## BEGIN Available records
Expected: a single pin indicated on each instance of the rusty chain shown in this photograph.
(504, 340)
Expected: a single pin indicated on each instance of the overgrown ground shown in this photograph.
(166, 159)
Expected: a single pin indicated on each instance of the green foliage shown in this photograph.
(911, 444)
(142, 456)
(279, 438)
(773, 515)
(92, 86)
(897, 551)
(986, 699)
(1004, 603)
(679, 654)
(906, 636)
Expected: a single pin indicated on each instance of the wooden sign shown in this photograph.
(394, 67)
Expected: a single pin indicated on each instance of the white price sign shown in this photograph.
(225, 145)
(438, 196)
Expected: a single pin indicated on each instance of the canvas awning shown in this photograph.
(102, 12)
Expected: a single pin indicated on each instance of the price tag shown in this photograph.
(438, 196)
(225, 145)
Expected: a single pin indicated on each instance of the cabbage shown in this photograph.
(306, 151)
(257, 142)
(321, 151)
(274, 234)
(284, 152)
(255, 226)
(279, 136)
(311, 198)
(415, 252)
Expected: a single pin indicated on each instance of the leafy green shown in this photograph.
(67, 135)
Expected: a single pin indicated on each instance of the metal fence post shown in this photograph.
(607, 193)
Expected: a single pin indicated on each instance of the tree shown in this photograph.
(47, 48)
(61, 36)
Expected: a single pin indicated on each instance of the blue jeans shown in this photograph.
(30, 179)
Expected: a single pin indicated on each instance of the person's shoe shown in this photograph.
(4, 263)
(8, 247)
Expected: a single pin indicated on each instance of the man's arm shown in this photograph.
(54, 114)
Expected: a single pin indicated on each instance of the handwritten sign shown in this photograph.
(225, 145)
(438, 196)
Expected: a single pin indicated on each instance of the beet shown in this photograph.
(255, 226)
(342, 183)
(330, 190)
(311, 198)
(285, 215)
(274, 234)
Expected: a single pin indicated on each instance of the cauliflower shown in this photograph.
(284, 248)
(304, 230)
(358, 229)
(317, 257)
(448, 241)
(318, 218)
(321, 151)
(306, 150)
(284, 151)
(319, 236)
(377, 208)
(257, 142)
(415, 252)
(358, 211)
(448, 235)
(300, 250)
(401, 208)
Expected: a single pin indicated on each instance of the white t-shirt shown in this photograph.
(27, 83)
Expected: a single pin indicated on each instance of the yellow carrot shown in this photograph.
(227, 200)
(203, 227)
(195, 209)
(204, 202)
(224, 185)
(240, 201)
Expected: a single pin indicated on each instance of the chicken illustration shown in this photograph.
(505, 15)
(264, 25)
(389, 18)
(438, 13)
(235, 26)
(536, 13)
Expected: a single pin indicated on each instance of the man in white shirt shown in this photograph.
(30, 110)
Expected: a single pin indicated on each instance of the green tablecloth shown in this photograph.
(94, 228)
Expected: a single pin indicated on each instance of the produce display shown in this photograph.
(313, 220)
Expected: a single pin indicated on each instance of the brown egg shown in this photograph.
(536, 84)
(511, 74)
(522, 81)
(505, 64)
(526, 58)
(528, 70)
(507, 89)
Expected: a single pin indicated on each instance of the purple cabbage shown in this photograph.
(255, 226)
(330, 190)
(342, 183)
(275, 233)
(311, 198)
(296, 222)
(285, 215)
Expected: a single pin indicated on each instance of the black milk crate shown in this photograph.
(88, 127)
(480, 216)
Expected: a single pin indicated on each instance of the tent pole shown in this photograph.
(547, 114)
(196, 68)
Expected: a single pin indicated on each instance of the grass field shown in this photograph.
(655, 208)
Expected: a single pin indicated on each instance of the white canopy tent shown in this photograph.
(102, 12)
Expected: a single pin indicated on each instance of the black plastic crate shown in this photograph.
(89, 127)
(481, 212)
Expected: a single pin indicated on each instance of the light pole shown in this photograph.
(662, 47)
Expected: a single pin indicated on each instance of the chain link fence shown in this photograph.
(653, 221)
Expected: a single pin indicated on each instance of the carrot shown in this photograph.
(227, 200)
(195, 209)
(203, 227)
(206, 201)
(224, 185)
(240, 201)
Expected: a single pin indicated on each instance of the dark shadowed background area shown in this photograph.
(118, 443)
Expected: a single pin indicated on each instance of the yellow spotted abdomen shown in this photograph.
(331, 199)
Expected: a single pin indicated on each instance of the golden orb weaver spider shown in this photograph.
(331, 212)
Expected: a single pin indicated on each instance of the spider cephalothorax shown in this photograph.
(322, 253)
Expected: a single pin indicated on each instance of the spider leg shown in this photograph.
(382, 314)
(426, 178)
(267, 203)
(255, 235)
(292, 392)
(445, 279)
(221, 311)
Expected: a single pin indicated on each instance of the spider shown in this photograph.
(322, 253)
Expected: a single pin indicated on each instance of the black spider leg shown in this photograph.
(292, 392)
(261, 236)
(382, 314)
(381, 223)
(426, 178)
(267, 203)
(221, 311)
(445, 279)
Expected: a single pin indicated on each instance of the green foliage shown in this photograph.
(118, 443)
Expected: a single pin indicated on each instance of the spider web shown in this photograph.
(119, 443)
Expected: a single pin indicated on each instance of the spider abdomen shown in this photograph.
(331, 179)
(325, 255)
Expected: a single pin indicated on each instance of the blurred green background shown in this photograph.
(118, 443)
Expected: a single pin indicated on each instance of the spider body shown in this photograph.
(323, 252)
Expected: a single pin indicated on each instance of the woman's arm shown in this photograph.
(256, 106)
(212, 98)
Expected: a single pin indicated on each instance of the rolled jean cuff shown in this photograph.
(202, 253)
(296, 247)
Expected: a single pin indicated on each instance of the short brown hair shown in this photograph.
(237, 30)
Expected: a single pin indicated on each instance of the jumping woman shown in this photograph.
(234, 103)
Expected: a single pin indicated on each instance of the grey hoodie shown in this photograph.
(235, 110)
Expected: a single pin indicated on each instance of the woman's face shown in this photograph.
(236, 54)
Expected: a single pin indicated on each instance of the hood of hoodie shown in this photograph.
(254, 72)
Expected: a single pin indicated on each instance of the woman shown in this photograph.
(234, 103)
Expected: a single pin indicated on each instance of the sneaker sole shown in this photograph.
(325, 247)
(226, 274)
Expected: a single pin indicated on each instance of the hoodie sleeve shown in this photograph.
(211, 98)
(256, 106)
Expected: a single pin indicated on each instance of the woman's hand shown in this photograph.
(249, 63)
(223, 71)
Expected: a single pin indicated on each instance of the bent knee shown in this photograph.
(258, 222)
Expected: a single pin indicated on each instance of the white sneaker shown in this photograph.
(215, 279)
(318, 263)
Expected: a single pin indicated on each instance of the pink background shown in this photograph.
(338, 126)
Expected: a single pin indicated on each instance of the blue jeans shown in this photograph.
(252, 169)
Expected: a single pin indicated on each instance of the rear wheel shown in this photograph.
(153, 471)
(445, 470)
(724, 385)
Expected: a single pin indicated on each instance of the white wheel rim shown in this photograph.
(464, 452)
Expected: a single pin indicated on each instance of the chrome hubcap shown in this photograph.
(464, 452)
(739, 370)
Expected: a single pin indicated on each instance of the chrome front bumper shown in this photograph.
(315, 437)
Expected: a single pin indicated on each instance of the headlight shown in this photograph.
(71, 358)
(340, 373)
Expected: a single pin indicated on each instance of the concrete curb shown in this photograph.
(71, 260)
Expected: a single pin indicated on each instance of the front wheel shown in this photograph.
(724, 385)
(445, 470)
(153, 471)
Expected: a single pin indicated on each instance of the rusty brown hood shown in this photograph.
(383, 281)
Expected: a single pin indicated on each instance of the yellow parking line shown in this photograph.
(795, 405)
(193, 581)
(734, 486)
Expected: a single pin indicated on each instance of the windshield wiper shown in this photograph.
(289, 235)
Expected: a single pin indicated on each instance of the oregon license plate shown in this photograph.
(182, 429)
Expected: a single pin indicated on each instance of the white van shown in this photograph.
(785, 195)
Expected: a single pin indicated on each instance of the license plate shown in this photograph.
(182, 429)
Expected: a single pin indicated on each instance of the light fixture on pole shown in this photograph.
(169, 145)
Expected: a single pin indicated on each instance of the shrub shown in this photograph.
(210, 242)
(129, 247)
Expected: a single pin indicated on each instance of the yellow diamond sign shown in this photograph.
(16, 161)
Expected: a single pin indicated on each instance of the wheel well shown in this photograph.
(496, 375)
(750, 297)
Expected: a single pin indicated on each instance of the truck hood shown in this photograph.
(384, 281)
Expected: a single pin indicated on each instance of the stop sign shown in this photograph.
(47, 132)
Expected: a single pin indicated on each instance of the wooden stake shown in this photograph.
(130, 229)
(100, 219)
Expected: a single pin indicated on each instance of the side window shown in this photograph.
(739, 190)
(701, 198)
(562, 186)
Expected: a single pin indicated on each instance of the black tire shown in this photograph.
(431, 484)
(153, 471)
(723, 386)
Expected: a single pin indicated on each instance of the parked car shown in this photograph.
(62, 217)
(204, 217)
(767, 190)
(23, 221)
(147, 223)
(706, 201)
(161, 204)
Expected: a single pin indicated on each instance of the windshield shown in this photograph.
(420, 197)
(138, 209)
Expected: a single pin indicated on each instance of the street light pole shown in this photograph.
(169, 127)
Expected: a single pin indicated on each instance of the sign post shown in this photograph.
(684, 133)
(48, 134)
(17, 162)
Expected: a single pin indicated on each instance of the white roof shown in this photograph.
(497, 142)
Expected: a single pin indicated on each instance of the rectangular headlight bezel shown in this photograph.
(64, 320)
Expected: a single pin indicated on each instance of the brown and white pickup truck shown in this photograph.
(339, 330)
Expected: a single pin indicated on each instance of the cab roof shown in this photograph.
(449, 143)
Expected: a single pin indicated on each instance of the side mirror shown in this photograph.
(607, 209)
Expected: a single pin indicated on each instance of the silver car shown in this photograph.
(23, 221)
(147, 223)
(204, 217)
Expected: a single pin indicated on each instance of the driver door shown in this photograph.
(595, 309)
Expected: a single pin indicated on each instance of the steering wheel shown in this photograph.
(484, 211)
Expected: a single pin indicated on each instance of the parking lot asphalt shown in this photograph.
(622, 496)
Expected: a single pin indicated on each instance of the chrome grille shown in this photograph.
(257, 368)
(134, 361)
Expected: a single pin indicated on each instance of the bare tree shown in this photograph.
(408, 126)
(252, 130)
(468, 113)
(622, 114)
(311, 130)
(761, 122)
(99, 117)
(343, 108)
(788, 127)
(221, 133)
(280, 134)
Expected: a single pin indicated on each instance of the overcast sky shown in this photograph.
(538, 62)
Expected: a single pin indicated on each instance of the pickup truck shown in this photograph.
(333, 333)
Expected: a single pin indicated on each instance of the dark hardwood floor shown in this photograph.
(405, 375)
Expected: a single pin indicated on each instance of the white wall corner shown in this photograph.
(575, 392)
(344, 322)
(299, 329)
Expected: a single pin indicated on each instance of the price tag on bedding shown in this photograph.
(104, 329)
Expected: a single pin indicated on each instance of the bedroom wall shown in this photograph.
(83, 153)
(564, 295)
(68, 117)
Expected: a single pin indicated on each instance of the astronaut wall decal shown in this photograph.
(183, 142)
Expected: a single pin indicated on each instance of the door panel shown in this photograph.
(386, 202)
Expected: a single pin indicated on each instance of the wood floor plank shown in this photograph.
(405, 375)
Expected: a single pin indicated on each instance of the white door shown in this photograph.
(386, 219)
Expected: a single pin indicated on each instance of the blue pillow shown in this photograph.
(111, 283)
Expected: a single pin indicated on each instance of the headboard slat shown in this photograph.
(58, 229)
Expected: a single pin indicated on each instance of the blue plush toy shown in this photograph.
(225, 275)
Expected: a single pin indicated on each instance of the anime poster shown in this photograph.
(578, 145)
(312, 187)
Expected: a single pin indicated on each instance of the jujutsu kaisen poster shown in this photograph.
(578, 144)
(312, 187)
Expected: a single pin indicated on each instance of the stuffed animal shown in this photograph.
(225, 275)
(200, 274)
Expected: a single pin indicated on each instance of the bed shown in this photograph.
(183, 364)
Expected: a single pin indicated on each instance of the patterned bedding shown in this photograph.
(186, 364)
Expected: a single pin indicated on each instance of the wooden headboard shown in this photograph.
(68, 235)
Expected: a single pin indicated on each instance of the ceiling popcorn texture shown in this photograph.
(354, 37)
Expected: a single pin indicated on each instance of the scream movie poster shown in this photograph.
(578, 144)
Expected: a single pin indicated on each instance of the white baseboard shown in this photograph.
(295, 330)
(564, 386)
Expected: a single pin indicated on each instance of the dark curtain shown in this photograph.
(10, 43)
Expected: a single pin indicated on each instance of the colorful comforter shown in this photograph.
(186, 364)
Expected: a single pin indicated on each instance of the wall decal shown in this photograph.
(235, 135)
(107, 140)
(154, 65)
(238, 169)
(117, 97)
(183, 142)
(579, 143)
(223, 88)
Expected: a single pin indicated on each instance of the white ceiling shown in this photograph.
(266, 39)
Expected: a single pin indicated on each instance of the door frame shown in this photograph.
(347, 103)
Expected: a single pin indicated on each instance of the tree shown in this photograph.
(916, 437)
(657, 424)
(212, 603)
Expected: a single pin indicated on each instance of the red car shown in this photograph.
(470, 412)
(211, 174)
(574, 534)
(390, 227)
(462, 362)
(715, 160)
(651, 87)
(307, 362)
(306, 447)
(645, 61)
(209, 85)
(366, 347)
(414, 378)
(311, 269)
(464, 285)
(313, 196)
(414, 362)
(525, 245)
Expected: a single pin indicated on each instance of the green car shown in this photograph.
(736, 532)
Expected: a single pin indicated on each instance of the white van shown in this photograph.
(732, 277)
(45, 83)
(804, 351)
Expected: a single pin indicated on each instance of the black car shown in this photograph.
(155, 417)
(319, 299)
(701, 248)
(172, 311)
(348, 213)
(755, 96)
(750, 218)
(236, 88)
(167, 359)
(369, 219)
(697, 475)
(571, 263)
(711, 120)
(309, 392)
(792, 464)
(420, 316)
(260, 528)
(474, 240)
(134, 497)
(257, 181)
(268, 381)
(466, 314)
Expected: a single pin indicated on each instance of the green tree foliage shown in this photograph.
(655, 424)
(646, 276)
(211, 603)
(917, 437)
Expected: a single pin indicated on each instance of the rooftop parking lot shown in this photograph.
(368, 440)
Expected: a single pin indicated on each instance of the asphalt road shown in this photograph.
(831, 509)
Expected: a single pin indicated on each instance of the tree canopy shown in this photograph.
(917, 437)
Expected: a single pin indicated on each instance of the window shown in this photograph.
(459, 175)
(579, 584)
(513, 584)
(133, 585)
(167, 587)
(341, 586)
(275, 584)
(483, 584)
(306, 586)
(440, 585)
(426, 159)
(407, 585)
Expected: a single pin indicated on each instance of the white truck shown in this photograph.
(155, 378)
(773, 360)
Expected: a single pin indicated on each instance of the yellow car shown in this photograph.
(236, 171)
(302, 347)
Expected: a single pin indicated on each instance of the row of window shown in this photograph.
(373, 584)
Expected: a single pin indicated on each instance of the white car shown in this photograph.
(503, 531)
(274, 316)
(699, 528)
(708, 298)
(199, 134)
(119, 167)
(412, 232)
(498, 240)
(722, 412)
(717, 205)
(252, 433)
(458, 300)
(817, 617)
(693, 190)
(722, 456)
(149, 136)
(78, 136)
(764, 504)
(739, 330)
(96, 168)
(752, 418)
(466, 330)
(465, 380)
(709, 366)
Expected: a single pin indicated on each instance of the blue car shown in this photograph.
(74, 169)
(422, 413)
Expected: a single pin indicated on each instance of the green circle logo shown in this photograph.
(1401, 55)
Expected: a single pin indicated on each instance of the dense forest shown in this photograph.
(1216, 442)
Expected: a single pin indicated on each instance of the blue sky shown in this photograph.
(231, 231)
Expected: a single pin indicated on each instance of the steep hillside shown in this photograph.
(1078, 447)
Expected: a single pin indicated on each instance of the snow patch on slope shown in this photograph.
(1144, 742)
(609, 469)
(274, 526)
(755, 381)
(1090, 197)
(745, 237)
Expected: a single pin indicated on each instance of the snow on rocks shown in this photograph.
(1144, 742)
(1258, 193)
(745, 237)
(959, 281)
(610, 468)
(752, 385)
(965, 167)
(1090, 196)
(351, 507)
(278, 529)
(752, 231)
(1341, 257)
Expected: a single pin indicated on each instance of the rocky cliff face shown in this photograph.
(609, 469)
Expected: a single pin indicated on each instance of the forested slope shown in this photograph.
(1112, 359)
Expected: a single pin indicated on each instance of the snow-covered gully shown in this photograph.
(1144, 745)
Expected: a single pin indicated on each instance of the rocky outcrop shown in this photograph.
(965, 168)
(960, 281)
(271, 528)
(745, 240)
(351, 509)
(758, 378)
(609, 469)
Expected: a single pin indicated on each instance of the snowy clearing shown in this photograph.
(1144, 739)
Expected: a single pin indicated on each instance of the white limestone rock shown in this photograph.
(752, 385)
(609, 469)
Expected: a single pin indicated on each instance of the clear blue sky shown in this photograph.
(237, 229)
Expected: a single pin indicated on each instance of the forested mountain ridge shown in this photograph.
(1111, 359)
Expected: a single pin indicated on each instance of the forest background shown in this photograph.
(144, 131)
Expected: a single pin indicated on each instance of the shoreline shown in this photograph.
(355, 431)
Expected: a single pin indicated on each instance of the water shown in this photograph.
## END Available records
Stated problem. Return exactly the lines from the line bearing "outcrop shown in this photograph." to the end of the records, inclusive of both; include no other lines.

Solved exercise.
Expected: a single pin indicated on each instance of the rocky outcrop shown in this photograph.
(965, 168)
(960, 281)
(271, 528)
(745, 240)
(351, 509)
(758, 378)
(609, 469)
Expected: a single pin indicated on each instance of the snowy clearing shown in this photograph.
(1144, 739)
Expected: a single pin indicated on each instance of the white limestone rock shown in this photograph.
(752, 385)
(609, 469)
Expected: a single pin indicated on each instance of the clear blue sky shown in this photograph.
(237, 229)
Expected: a single pin indicated on each instance of the forested mountain ridge shown in this photograph.
(1111, 359)
Expected: a single pin indicated on each instance of the forest background shown in this photograph.
(144, 131)
Expected: a single pin indicated on each instance of the shoreline shown in this photograph.
(355, 431)
Expected: a single pin indicated on each instance of the water shown in this photograph.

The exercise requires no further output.